- Consigne A -
Énumérez les dominations auxquelles la Libye a survécu selon la tribune sur la Libye.
- Consigne B -
Reproduisez mot pour mot le passage de la tribune sur la Libye allant de « A première vue, la » à « répréhensibles et d’hérétiques. ».
- Consigne C -
D'après la tribune sur la Libye, à quoi la Libye doit-elle d'avoir survécu à ses multiples dominations étrangères ?

- Texte fourni -
______
TRIBUNE. Il m’a été permis de lire sur le net un très bel article qui relate formidablement bien la situation actuelle en Libye. Un papier publié sous la plume du Grand Reporter Rodrigue Fenelon Massala sur le site eubriefs.com, le 23 juillet 2020, et dont voici les grandes lignes.
Jamais dans son histoire, la Libye n’a été malmenée par plusieurs interventions étrangères simultanées qu’au jour d’aujourd’hui. Jamais dans son histoire, ce fleuron de l’Afrique du Nord n’a suscité autant de convoitises étrangères. Certes, de par son emplacement géostratégique important, la Libye a survécu aux multiples dominations allant de l’empire romain jusqu’au régent italien, en passant par les empires byzantin et ottoman.
A première vue, la situation semble dépasser aujourd’hui les Libyens eux-mêmes ; elle dépasse même aussi bien ceux qui gouvernent légitimement la Libye que ceux qui s’autoproclament représentants du peuple libyen par légitimité réelle ou supposée obtenue par des moyens que d’aucuns qualifient de répréhensibles et d’hérétiques.
______
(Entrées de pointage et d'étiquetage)

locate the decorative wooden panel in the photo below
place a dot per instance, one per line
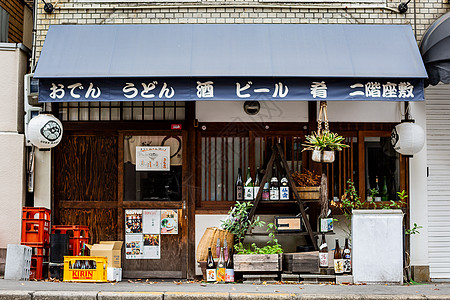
(169, 266)
(86, 168)
(102, 222)
(15, 9)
______
- Résultat A -
- l'empire romain
- le régent italien
- l'empire byzantin
- l'empire ottoman

- Résultat B -
A première vue, la situation semble dépasser aujourd’hui les Libyens eux-mêmes ; elle dépasse même aussi bien ceux qui gouvernent légitimement la Libye que ceux qui s’autoproclament représentants du peuple libyen par légitimité réelle ou supposée obtenue par des moyens que d’aucuns qualifient de répréhensibles et d’hérétiques.

- Résultat C -
Elle le doit à son emplacement géostratégique important.